Com ela, não tem tabu. Gorda, feminista, cheia de personalidade e amante da liberdade, a designer e produtora de conteúdo é um exemplo de determinação e uma inspiração dentro do movimento body positive. Maqui Nóbrega tem se aventurado pelo mundo de digital influencer para abordar pautas superimportantes hoje em dia, como amor-próprio, autoestima, feminismo e empoderamento do corpo gordo.

A amizade de longa data com a blogueira e sócia Karol Pinheiro, com quem está acostumada a trabalhar nos bastidores, permitiu que Maqui mostrasse a cara na internet e conquistasse milhares de seguidores engajados nas mesmas causas que ela e interessados em saber o que ela pensa sobre o mundo.

Fotos: Tyaro Studio

Revista Studiobox – Como você começou na carreira?

Maqui Nóbrega – O meu pai sempre gostou muito de tecnologia, sempre tinha as novidades antes de todo mundo. A primeira câmera digital que teve em casa era de disquete! Então, desde essa época eu já fotografava, sem saber que depois isso ia se tornar o meu trabalho.

Na adolescência, eu passava muito tempo no computador. Minhas amigas tinha banda e eu não, então era eu que tirava fotos e fazia o site das bandas, esse era o meu rolê.

Fazer sites foi o que me levou a São Paulo e a trabalhar com design gráfico, por uma indicação de um amigo da minha mãe que viu o meu portfólio e me indicou para uma vaga.

- - - -

- [Exercícios para fazer]
**A.** Passe para o inglês esta frase do texto sobre Maqui Nóbrega: "Fazer sites foi o que me levou a São Paulo e a trabalhar com design gráfico, por uma indicação de um amigo da minha mãe que viu o meu portfólio e me indicou para uma vaga."
**B.** Transcreva do texto sobre Maqui Nóbrega o trecho que vai de "A amizade de" até "sobre o mundo.".
**C.** Segundo o texto sobre Maqui Nóbrega, qual é o nome da blogueira e sócia de quem ela é amiga há muito tempo?

- [Dados fornecidos]
- - - -

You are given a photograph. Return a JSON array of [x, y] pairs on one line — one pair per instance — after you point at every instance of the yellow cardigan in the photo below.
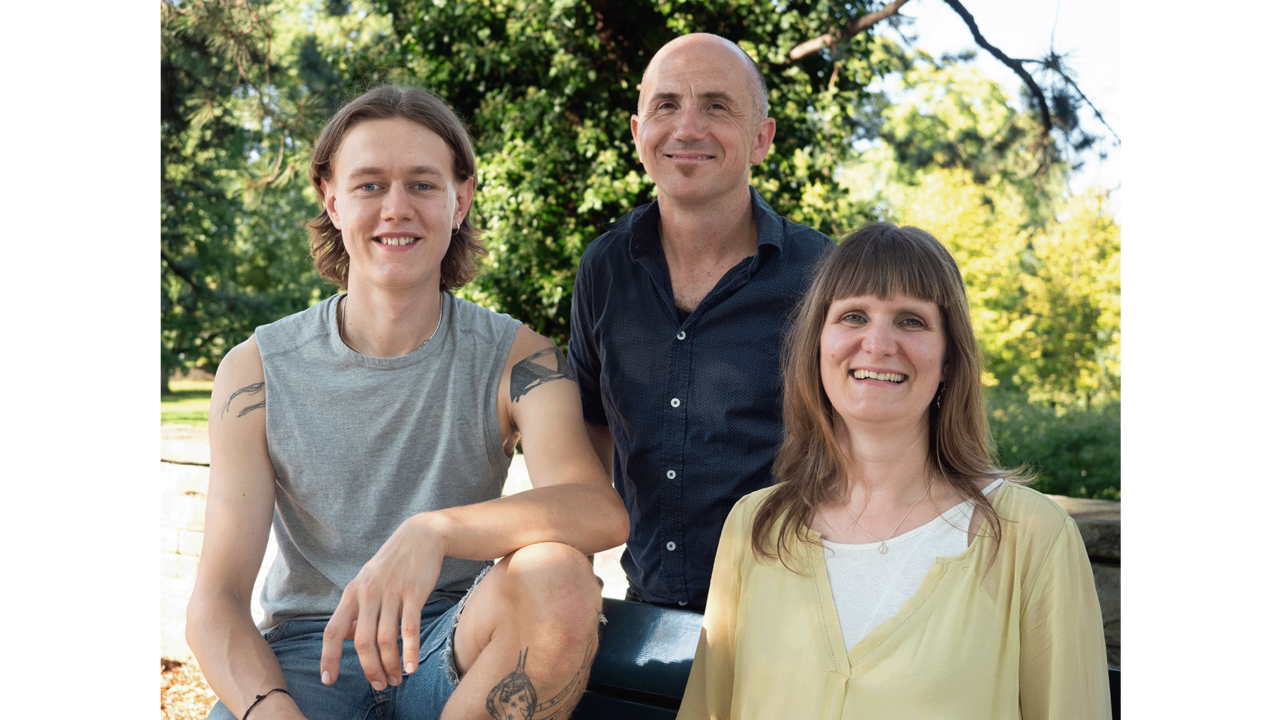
[[1022, 638]]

- - - -

- [Respostas escritas]
**A.** Making websites was what brought me to São Paulo and to working in graphic design, through a referral from a friend of my mother's who saw my portfolio and recommended me for a job opening.

**B.**
A amizade de longa data com a blogueira e sócia Karol Pinheiro, com quem está acostumada a trabalhar nos bastidores, permitiu que Maqui mostrasse a cara na internet e conquistasse milhares de seguidores engajados nas mesmas causas que ela e interessados em saber o que ela pensa sobre o mundo.

**C.** Karol Pinheiro.